■ **Data to process**

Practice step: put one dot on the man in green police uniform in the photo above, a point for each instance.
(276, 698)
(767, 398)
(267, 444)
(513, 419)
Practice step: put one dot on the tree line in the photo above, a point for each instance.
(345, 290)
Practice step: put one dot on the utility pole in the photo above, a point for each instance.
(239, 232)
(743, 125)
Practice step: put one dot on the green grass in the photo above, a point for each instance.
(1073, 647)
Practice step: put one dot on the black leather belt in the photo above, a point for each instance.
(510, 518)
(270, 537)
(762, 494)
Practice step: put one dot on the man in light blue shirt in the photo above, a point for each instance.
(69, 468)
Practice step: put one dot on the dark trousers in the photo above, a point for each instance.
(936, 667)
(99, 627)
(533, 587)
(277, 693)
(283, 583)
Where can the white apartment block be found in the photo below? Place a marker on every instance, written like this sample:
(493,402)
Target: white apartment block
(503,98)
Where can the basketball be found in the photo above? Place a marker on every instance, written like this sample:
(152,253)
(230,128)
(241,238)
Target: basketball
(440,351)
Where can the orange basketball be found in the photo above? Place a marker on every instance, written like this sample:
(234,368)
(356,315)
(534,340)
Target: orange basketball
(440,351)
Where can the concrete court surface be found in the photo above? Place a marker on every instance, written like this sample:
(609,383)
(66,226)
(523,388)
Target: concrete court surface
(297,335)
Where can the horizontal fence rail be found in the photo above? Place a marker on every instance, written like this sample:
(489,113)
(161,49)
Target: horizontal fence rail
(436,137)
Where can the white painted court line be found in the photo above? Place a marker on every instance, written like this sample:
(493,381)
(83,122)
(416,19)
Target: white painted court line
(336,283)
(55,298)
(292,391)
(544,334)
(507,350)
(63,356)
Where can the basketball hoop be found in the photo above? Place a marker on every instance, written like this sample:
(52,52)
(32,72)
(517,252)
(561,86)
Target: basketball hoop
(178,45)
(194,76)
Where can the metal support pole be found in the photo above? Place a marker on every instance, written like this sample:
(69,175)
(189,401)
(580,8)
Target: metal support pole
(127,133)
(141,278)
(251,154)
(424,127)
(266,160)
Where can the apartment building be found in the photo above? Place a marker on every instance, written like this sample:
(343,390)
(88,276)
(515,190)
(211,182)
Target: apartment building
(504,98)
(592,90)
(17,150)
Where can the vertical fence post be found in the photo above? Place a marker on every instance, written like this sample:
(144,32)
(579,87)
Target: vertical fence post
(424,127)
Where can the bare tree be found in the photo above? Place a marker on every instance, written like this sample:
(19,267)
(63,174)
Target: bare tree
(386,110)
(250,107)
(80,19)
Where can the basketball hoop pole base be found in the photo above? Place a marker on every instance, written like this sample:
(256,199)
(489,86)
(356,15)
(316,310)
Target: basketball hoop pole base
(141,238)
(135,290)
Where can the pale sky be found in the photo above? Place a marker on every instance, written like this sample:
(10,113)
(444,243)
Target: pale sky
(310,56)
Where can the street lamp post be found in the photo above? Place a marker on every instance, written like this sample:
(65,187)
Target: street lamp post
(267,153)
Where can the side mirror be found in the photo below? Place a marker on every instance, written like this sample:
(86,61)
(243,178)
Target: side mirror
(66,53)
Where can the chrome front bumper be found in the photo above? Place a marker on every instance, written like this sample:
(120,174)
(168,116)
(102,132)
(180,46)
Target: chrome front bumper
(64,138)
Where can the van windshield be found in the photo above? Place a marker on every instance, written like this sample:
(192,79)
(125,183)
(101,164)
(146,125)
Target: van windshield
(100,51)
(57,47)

■ **Required work**
Copy every line in the data above that has the string "below" in it.

■ **Solution to the problem**
Where can the white apartment block be found in the photo below? Place a marker on every instance, written like this sample:
Where can the side mirror be found in the photo below? Place a marker on every instance, written like this sample:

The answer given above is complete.